Goal:
Rewrite the listing from the line containing "For verification purposes, determine whether any trimmed" through the end of the listing, swapping "evergreen tree" for "conifer" and leaving every other word as it is. Return only those lines.

Material for this task:
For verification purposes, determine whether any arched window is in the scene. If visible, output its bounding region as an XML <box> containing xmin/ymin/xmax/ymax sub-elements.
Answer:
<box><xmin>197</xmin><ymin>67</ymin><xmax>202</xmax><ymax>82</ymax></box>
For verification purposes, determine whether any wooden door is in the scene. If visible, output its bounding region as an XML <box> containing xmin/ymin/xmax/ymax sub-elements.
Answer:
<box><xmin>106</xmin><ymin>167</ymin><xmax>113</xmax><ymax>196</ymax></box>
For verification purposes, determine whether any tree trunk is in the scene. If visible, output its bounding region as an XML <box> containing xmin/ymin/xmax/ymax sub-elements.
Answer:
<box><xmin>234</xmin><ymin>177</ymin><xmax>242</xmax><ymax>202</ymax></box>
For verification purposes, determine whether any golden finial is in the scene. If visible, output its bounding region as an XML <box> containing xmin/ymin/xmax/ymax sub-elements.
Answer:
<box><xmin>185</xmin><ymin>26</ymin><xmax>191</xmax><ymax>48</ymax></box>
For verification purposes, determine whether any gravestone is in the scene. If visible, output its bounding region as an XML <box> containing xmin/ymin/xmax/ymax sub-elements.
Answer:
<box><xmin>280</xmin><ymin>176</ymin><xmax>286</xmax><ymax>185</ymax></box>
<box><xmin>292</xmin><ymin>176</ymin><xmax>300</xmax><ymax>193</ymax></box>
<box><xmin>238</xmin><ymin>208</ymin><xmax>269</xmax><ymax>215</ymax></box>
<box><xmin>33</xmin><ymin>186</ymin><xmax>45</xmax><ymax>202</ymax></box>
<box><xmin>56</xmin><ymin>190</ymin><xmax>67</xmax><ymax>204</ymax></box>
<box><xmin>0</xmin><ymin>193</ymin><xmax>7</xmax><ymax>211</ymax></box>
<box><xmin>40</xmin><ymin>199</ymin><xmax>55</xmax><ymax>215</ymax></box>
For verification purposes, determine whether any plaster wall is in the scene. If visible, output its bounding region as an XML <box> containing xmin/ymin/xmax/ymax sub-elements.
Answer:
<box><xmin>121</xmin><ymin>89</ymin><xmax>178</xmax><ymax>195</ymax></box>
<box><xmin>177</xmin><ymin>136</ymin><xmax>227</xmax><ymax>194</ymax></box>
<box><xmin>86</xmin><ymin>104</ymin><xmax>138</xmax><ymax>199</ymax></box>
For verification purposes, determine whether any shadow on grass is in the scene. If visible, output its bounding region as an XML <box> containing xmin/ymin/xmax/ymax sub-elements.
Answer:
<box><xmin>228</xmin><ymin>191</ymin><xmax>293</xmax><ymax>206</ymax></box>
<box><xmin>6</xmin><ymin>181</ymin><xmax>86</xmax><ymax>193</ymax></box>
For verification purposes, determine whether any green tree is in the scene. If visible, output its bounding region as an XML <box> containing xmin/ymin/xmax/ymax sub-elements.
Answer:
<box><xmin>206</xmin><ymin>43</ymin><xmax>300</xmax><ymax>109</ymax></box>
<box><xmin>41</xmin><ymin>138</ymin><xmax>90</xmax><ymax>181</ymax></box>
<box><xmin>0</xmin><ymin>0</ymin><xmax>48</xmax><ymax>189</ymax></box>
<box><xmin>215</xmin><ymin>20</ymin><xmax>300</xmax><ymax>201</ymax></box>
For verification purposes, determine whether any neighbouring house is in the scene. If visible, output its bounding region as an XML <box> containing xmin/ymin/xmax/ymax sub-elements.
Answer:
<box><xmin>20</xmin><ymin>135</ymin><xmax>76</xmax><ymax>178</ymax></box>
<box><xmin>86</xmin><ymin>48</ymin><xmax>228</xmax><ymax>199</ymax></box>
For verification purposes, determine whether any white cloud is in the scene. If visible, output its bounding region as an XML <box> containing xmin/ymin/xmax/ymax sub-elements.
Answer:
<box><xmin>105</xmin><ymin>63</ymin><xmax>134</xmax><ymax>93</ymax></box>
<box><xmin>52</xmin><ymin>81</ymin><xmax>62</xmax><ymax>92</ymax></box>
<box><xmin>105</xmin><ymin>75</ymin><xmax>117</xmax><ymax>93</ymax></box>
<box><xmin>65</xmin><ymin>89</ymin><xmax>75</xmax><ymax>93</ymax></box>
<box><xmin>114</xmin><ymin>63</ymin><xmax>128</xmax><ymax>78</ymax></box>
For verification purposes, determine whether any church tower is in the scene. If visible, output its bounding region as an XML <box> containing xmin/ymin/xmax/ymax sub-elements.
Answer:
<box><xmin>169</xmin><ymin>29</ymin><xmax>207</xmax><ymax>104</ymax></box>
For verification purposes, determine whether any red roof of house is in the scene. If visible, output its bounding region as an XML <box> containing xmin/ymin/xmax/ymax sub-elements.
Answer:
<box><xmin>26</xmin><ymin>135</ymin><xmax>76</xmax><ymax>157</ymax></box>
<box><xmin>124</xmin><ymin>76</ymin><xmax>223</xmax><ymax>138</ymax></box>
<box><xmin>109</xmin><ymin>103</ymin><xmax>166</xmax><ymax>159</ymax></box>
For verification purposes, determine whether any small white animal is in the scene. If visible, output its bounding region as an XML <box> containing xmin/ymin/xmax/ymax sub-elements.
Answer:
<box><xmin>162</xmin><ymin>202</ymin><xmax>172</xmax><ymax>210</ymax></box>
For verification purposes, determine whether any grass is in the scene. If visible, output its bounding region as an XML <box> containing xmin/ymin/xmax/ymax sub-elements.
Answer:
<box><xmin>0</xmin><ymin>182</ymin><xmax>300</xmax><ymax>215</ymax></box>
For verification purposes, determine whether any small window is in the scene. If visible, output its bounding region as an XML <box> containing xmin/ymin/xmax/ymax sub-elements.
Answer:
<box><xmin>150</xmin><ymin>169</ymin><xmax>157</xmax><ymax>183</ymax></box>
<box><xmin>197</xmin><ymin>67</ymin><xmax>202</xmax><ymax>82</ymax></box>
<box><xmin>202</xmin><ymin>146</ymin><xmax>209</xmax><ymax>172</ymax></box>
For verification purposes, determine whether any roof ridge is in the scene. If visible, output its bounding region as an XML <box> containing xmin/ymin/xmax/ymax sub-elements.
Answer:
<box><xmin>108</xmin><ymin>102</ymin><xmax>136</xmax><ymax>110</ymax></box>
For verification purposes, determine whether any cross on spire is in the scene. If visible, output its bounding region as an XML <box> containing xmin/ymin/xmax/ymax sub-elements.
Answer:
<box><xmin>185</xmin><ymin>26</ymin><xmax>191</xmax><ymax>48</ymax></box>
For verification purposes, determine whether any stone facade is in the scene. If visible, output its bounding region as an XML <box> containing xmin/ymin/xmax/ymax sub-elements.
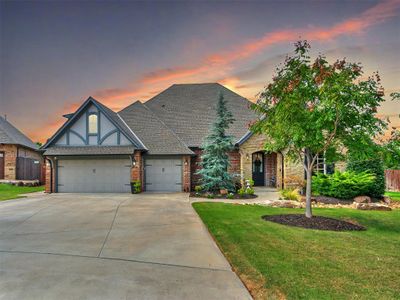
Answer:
<box><xmin>239</xmin><ymin>135</ymin><xmax>283</xmax><ymax>188</ymax></box>
<box><xmin>0</xmin><ymin>144</ymin><xmax>43</xmax><ymax>180</ymax></box>
<box><xmin>131</xmin><ymin>151</ymin><xmax>144</xmax><ymax>191</ymax></box>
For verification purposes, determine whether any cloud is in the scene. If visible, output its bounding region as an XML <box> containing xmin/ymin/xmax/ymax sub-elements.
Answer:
<box><xmin>35</xmin><ymin>0</ymin><xmax>400</xmax><ymax>142</ymax></box>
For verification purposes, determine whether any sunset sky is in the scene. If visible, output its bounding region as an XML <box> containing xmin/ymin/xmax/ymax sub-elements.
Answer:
<box><xmin>0</xmin><ymin>0</ymin><xmax>400</xmax><ymax>142</ymax></box>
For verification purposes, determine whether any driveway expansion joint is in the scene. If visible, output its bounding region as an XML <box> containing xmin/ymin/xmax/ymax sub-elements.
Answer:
<box><xmin>0</xmin><ymin>250</ymin><xmax>233</xmax><ymax>273</ymax></box>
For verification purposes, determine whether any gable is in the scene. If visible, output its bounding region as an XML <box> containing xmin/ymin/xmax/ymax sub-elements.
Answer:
<box><xmin>52</xmin><ymin>103</ymin><xmax>132</xmax><ymax>146</ymax></box>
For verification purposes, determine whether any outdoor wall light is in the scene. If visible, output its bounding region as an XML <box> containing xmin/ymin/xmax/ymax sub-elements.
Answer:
<box><xmin>132</xmin><ymin>156</ymin><xmax>136</xmax><ymax>167</ymax></box>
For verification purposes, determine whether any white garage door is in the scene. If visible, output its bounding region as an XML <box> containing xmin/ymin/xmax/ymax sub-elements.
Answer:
<box><xmin>145</xmin><ymin>158</ymin><xmax>182</xmax><ymax>192</ymax></box>
<box><xmin>58</xmin><ymin>159</ymin><xmax>131</xmax><ymax>193</ymax></box>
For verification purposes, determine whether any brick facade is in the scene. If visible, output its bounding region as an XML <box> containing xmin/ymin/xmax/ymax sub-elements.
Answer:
<box><xmin>44</xmin><ymin>159</ymin><xmax>56</xmax><ymax>193</ymax></box>
<box><xmin>182</xmin><ymin>155</ymin><xmax>191</xmax><ymax>193</ymax></box>
<box><xmin>0</xmin><ymin>144</ymin><xmax>43</xmax><ymax>180</ymax></box>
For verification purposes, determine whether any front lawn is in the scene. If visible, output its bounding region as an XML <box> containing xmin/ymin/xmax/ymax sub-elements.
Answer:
<box><xmin>385</xmin><ymin>192</ymin><xmax>400</xmax><ymax>201</ymax></box>
<box><xmin>0</xmin><ymin>183</ymin><xmax>44</xmax><ymax>201</ymax></box>
<box><xmin>193</xmin><ymin>202</ymin><xmax>400</xmax><ymax>299</ymax></box>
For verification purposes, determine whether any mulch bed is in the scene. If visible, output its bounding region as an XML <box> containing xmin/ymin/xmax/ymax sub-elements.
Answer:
<box><xmin>261</xmin><ymin>214</ymin><xmax>366</xmax><ymax>231</ymax></box>
<box><xmin>189</xmin><ymin>193</ymin><xmax>258</xmax><ymax>200</ymax></box>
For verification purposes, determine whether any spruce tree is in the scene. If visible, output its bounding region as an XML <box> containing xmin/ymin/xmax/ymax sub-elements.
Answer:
<box><xmin>197</xmin><ymin>93</ymin><xmax>235</xmax><ymax>193</ymax></box>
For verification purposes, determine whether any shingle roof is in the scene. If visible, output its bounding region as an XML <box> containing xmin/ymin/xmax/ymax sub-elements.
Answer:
<box><xmin>118</xmin><ymin>101</ymin><xmax>193</xmax><ymax>155</ymax></box>
<box><xmin>0</xmin><ymin>117</ymin><xmax>38</xmax><ymax>150</ymax></box>
<box><xmin>44</xmin><ymin>146</ymin><xmax>135</xmax><ymax>155</ymax></box>
<box><xmin>145</xmin><ymin>83</ymin><xmax>257</xmax><ymax>147</ymax></box>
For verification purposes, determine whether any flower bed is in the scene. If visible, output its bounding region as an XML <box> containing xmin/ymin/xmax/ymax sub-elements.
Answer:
<box><xmin>190</xmin><ymin>192</ymin><xmax>258</xmax><ymax>199</ymax></box>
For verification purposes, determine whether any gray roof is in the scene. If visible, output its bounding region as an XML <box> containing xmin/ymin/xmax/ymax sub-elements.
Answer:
<box><xmin>118</xmin><ymin>101</ymin><xmax>193</xmax><ymax>155</ymax></box>
<box><xmin>145</xmin><ymin>83</ymin><xmax>257</xmax><ymax>147</ymax></box>
<box><xmin>44</xmin><ymin>146</ymin><xmax>135</xmax><ymax>155</ymax></box>
<box><xmin>0</xmin><ymin>117</ymin><xmax>38</xmax><ymax>150</ymax></box>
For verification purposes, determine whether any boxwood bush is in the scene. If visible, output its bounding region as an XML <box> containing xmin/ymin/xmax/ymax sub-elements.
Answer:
<box><xmin>346</xmin><ymin>158</ymin><xmax>385</xmax><ymax>198</ymax></box>
<box><xmin>312</xmin><ymin>172</ymin><xmax>375</xmax><ymax>199</ymax></box>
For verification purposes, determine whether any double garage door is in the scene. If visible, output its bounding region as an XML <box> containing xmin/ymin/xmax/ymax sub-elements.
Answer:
<box><xmin>57</xmin><ymin>158</ymin><xmax>131</xmax><ymax>193</ymax></box>
<box><xmin>57</xmin><ymin>158</ymin><xmax>182</xmax><ymax>193</ymax></box>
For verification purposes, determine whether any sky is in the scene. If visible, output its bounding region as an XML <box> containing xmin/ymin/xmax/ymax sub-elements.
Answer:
<box><xmin>0</xmin><ymin>0</ymin><xmax>400</xmax><ymax>142</ymax></box>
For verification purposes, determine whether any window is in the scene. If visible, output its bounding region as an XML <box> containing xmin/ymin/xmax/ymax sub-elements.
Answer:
<box><xmin>314</xmin><ymin>153</ymin><xmax>335</xmax><ymax>175</ymax></box>
<box><xmin>88</xmin><ymin>114</ymin><xmax>98</xmax><ymax>134</ymax></box>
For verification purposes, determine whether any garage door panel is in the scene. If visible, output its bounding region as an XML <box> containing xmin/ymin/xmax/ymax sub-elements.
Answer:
<box><xmin>145</xmin><ymin>159</ymin><xmax>182</xmax><ymax>192</ymax></box>
<box><xmin>58</xmin><ymin>159</ymin><xmax>130</xmax><ymax>193</ymax></box>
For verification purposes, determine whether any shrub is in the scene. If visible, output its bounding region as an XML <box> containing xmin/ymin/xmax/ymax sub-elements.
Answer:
<box><xmin>238</xmin><ymin>188</ymin><xmax>246</xmax><ymax>197</ymax></box>
<box><xmin>132</xmin><ymin>180</ymin><xmax>142</xmax><ymax>194</ymax></box>
<box><xmin>246</xmin><ymin>188</ymin><xmax>254</xmax><ymax>195</ymax></box>
<box><xmin>281</xmin><ymin>189</ymin><xmax>300</xmax><ymax>201</ymax></box>
<box><xmin>346</xmin><ymin>158</ymin><xmax>385</xmax><ymax>198</ymax></box>
<box><xmin>226</xmin><ymin>193</ymin><xmax>234</xmax><ymax>199</ymax></box>
<box><xmin>283</xmin><ymin>175</ymin><xmax>306</xmax><ymax>190</ymax></box>
<box><xmin>312</xmin><ymin>172</ymin><xmax>375</xmax><ymax>199</ymax></box>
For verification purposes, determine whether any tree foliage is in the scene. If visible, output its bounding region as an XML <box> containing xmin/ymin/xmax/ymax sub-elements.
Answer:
<box><xmin>251</xmin><ymin>41</ymin><xmax>386</xmax><ymax>217</ymax></box>
<box><xmin>197</xmin><ymin>93</ymin><xmax>235</xmax><ymax>193</ymax></box>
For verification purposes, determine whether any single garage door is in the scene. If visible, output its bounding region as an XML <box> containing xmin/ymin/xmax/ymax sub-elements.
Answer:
<box><xmin>145</xmin><ymin>158</ymin><xmax>182</xmax><ymax>192</ymax></box>
<box><xmin>58</xmin><ymin>159</ymin><xmax>131</xmax><ymax>193</ymax></box>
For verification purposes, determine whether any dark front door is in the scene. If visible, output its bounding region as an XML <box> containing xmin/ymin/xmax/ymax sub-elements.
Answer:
<box><xmin>252</xmin><ymin>152</ymin><xmax>265</xmax><ymax>186</ymax></box>
<box><xmin>0</xmin><ymin>152</ymin><xmax>5</xmax><ymax>179</ymax></box>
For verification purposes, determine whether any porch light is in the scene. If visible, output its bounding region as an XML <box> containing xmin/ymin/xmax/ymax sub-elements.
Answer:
<box><xmin>132</xmin><ymin>156</ymin><xmax>136</xmax><ymax>167</ymax></box>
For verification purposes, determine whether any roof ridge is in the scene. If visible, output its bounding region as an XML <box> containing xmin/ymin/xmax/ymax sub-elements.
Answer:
<box><xmin>142</xmin><ymin>103</ymin><xmax>190</xmax><ymax>150</ymax></box>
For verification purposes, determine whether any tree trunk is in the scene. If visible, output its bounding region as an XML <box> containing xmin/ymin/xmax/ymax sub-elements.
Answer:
<box><xmin>306</xmin><ymin>168</ymin><xmax>312</xmax><ymax>218</ymax></box>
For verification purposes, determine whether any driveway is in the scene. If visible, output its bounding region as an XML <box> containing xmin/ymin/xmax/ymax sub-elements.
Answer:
<box><xmin>0</xmin><ymin>193</ymin><xmax>251</xmax><ymax>299</ymax></box>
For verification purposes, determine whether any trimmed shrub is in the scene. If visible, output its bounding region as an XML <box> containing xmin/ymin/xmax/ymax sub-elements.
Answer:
<box><xmin>312</xmin><ymin>172</ymin><xmax>375</xmax><ymax>199</ymax></box>
<box><xmin>281</xmin><ymin>189</ymin><xmax>300</xmax><ymax>201</ymax></box>
<box><xmin>346</xmin><ymin>158</ymin><xmax>385</xmax><ymax>198</ymax></box>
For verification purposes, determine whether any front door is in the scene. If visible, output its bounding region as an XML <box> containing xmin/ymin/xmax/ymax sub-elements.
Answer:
<box><xmin>252</xmin><ymin>152</ymin><xmax>265</xmax><ymax>186</ymax></box>
<box><xmin>0</xmin><ymin>152</ymin><xmax>5</xmax><ymax>179</ymax></box>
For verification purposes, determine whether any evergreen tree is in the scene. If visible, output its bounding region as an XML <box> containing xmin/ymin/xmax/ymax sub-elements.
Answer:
<box><xmin>197</xmin><ymin>93</ymin><xmax>235</xmax><ymax>193</ymax></box>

Final result:
For verification purposes, determine whether any trimmed shrub is in the scene. If visible, output its bounding region as an XML <box> containing xmin/ymin/xmax/ymax sub-elements.
Answer:
<box><xmin>312</xmin><ymin>172</ymin><xmax>375</xmax><ymax>199</ymax></box>
<box><xmin>281</xmin><ymin>189</ymin><xmax>300</xmax><ymax>201</ymax></box>
<box><xmin>346</xmin><ymin>158</ymin><xmax>385</xmax><ymax>198</ymax></box>
For verification purposes, determine whether any front door is in the scene. If visible, output its bounding region as an XML <box> containing xmin/ymin/xmax/ymax sub-elements.
Answer:
<box><xmin>252</xmin><ymin>152</ymin><xmax>265</xmax><ymax>186</ymax></box>
<box><xmin>0</xmin><ymin>152</ymin><xmax>5</xmax><ymax>179</ymax></box>
For verification purposes, determine whether any conifer is in the scene. If visible, output its bounding region as an XML <box> containing xmin/ymin/xmax/ymax sub-elements.
Answer:
<box><xmin>197</xmin><ymin>93</ymin><xmax>235</xmax><ymax>193</ymax></box>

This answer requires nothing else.